• **Your goal**:
Arrange the entries below, from the first line through the line holding "[(169, 242), (339, 241)]", inclusive, as a Markdown table with the columns No. and Text. Give one row per line, omit blank lines and leave the pictures out.

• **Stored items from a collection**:
((

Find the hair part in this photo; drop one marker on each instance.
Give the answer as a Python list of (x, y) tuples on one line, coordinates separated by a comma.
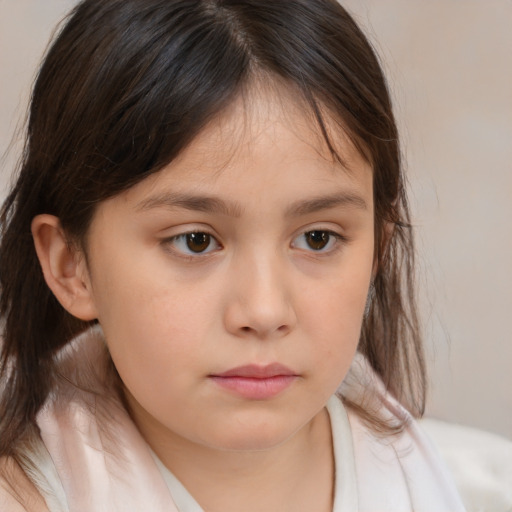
[(123, 89)]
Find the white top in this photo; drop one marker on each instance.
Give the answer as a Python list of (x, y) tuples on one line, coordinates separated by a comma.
[(91, 457), (345, 474)]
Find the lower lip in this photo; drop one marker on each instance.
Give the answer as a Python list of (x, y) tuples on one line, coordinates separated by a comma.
[(254, 388)]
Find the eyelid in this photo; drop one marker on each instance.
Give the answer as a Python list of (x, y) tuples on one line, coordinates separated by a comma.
[(169, 242), (339, 241)]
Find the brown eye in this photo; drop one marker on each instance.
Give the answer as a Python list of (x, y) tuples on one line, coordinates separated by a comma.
[(198, 242), (317, 240)]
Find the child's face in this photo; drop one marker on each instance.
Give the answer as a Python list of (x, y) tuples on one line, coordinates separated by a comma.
[(234, 337)]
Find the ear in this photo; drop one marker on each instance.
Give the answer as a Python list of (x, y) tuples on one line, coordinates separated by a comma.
[(64, 267)]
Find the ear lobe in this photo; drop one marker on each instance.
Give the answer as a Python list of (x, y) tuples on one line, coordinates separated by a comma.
[(64, 268)]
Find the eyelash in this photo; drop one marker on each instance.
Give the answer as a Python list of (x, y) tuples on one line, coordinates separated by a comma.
[(334, 241)]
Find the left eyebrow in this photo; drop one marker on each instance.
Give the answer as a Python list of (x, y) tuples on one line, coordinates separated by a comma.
[(320, 203)]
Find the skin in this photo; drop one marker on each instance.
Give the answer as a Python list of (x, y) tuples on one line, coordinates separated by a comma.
[(258, 291)]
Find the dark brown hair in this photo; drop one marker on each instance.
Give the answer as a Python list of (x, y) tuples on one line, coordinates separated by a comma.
[(125, 86)]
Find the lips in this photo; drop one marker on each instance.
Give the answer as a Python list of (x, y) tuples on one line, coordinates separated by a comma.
[(255, 382)]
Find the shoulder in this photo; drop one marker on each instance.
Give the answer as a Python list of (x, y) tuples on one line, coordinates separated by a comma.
[(17, 493), (480, 462)]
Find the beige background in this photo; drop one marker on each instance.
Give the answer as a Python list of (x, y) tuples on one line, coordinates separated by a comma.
[(449, 64)]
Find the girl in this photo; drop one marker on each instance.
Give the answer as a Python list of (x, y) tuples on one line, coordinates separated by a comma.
[(207, 271)]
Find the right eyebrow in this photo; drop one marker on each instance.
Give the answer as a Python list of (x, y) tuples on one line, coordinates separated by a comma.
[(200, 203), (320, 203)]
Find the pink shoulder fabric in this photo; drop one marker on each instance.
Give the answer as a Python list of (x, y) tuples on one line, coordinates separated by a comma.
[(104, 466)]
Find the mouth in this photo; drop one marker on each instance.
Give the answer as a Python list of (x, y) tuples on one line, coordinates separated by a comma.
[(255, 382)]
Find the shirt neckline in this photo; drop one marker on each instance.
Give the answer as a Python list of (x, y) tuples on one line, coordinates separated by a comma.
[(345, 484)]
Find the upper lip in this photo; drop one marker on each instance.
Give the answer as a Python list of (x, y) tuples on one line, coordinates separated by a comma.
[(254, 371)]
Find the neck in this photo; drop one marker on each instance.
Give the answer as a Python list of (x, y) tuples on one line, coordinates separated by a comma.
[(297, 475)]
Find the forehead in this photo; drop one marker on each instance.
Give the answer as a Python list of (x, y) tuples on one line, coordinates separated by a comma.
[(267, 139), (273, 120)]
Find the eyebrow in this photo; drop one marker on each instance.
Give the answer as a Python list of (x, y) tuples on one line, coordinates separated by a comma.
[(345, 199), (209, 204), (191, 202)]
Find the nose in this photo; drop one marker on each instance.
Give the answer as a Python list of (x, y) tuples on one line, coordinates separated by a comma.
[(260, 303)]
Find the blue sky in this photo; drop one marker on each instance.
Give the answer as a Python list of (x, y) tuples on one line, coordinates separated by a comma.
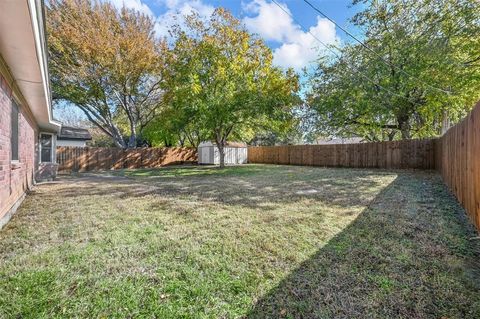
[(291, 44)]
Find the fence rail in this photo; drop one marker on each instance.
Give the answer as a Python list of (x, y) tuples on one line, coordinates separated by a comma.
[(457, 156), (397, 154), (106, 158)]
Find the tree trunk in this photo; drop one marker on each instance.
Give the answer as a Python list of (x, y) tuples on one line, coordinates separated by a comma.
[(132, 141), (221, 153), (404, 125)]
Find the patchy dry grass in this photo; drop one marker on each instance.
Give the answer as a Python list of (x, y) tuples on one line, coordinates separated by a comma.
[(252, 241)]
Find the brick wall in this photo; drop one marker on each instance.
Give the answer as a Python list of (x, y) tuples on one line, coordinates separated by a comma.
[(15, 178)]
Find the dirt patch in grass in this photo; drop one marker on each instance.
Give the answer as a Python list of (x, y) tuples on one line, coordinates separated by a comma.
[(250, 241)]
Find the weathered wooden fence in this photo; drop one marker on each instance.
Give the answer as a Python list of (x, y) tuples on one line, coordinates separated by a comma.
[(106, 158), (457, 156), (397, 154)]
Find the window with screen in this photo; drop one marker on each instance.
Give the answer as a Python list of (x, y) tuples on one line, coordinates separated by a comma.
[(46, 148), (14, 135)]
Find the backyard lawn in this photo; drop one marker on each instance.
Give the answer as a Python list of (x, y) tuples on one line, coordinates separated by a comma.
[(254, 241)]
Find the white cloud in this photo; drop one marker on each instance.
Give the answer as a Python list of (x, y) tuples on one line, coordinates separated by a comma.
[(176, 10), (297, 47)]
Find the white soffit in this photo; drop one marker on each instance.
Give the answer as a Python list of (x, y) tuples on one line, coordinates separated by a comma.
[(22, 47)]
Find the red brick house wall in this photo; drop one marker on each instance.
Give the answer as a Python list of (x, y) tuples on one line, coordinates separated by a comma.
[(15, 177)]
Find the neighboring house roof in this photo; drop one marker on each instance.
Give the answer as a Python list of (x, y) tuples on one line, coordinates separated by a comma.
[(23, 49), (73, 133), (229, 144)]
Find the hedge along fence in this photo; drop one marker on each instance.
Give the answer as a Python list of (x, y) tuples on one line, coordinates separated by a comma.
[(74, 159), (397, 154), (457, 156)]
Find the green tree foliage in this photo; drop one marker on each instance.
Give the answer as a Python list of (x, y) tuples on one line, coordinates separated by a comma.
[(222, 80), (108, 63), (428, 48)]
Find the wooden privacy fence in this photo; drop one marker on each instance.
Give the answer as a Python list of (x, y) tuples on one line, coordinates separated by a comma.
[(457, 156), (106, 158), (396, 154)]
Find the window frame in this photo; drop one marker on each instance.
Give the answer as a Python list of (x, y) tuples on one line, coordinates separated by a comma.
[(52, 148)]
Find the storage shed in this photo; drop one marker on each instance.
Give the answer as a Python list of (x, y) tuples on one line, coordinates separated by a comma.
[(235, 153)]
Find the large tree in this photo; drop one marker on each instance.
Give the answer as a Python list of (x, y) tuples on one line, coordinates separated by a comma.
[(420, 67), (108, 63), (223, 79)]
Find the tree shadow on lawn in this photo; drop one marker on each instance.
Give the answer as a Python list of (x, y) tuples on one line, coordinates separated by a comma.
[(263, 188), (410, 254)]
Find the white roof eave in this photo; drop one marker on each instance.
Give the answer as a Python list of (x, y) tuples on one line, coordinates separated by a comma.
[(23, 48)]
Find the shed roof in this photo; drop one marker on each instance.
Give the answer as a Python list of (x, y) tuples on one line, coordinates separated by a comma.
[(228, 144), (73, 133)]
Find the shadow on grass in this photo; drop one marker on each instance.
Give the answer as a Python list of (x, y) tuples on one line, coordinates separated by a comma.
[(410, 254)]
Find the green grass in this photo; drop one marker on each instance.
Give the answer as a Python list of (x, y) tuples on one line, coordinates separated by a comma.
[(255, 241)]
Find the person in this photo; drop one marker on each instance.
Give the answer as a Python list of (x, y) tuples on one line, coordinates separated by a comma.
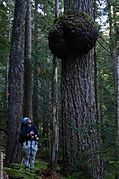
[(29, 141)]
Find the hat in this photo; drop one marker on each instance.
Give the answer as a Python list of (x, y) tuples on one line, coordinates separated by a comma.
[(25, 120)]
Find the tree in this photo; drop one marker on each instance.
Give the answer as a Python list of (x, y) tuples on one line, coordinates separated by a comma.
[(54, 123), (81, 139), (28, 64), (15, 100)]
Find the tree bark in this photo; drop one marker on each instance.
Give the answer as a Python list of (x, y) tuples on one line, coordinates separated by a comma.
[(28, 64), (81, 141), (15, 100), (36, 71), (117, 176), (54, 123)]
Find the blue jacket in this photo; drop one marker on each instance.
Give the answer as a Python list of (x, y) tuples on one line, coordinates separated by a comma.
[(25, 133)]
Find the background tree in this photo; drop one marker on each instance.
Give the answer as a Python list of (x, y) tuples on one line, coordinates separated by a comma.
[(28, 64), (16, 82)]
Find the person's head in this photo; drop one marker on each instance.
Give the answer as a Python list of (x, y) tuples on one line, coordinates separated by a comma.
[(26, 121)]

))

• **Exercise response**:
| No. | Text |
|---|---|
| 1 | Find the hair part in this photo; drop one marker on each instance. |
| 2 | Give the answer as a Python list of (x, y) tuples on one line, coordinates separated by a comma. |
| 3 | [(123, 89)] |
| 4 | Find the white top in this photo; drop one marker on each instance. |
| 5 | Give the answer as a Python list of (x, y) tuples on one line, coordinates separated by a comma. |
| 6 | [(91, 457), (345, 474)] |
| 7 | Find the lower lip in this photo; drop one marker on each instance. |
| 8 | Give the answer as a Python list of (x, y) tuples on one line, coordinates separated by a comma. |
| 9 | [(254, 388)] |
| 10 | Find the eyelid in this photo; drop one marker on each instance. |
| 11 | Give the answer as a Python list of (x, y) tuples on one line, coordinates separated by a comma. |
| 12 | [(169, 242), (339, 241)] |